Saturday, July 14, 2007

The blood of tyrants

Today is Bastille Day in France, a celebration of the overthrow of the French monarchy. Here is a song which celebrates the overthrow of tyrants. It is the French national anthem. Please go read the English translation of the lyrics and come back.





. Okay, you're back. So what do you think? Suitably bloodthirsty? Not exactly your typical national anthem, eh, what with all that bit about bloodthirsty ripping of babes out of wombs and such.

Some say that we need our own Bastille Day to overthrow the tyrants who control our nation (who, I might add, are not our elected officials -- they are, for the most part, puppets of the real rulers of our nation, the wealthy elite that prefers to work behind the scenes). The problem is what happens next. Once a people becomes accustomed to blood, there is no end to the blood. Rule of law is over, and rule of gun is the only rule. The end result, typically, is that the worst amongst us come out on top -- those with the least morals, the most willingness to kill upon the slightest whim, the least consideration for the least amongst us.

For the French, the result of overthrowing the monarchy led inevitably to Napoleon, who killed millions during his quest to conquer Europe, including over a million Frenchmen whose lives he threw away. While it would certainly be satisfying to take the puppet George W. Bush to the gallows and stretch his neck, and past that point take all the rulers of America and stretch their necks -- Richard and Helen DeVos, the Olin family, the Bradley family, the Scaife family, etc. -- then what? That road inevitably leads down the same road that the garroting of the French royal family led down -- blood, misery, and millions of dead.

* _Set tasks_:
(A) List the people and families that the Bastille Day post names as rulers of America, not counting George W. Bush.
(B) Please answer these from the Bastille Day post:
(i) What does Bastille Day celebrate?
(ii) For the French, who did overthrowing the monarchy lead to?
(iii) Who does the writer call the real rulers of the nation?
(C) Extend the Bastille Day post by a paragraph, picking up after its last sentence.

* _Dataset content_:
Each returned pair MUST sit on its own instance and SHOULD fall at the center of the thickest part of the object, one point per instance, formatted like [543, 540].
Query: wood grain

* _The replies_:
(A) Richard and Helen DeVos, the Olin family, the Bradley family, the Scaife family

(B)
(i) The overthrow of the French monarchy.
(ii) Napoleon.
(iii) The wealthy elite that prefers to work behind the scenes.

(C)
One of the geniuses of our founding fathers is that, by and large, they did not massacre the supporters of the English monarchy once the pro-monarchy forces lost and American independence was secured. Instead, they exiled those supporters to Canada. There was no bloodbath on American soil outside the blood of soldiers. Perhaps, if we are forced to fight a new war of independence against a new monarchy, that would be a reasonable solution for dealing with our own monarchs. Except instead of sending them to Canada (which undoubtedly would not want them), I have a much better idea. Send them to Iraq. Naked. With no possessions. No servants. No soldiers or guards. Drop them naked and alone into the middle of the Sadr City suburb of Baghdad. Hey, if it was good enough for our founding fathers... oh wait, I forget, our founding fathers didn't ship the supporters of monarchy naked to Canada. They tarred and feathered them first. Hmm... stock tip: buy stock in feather companies.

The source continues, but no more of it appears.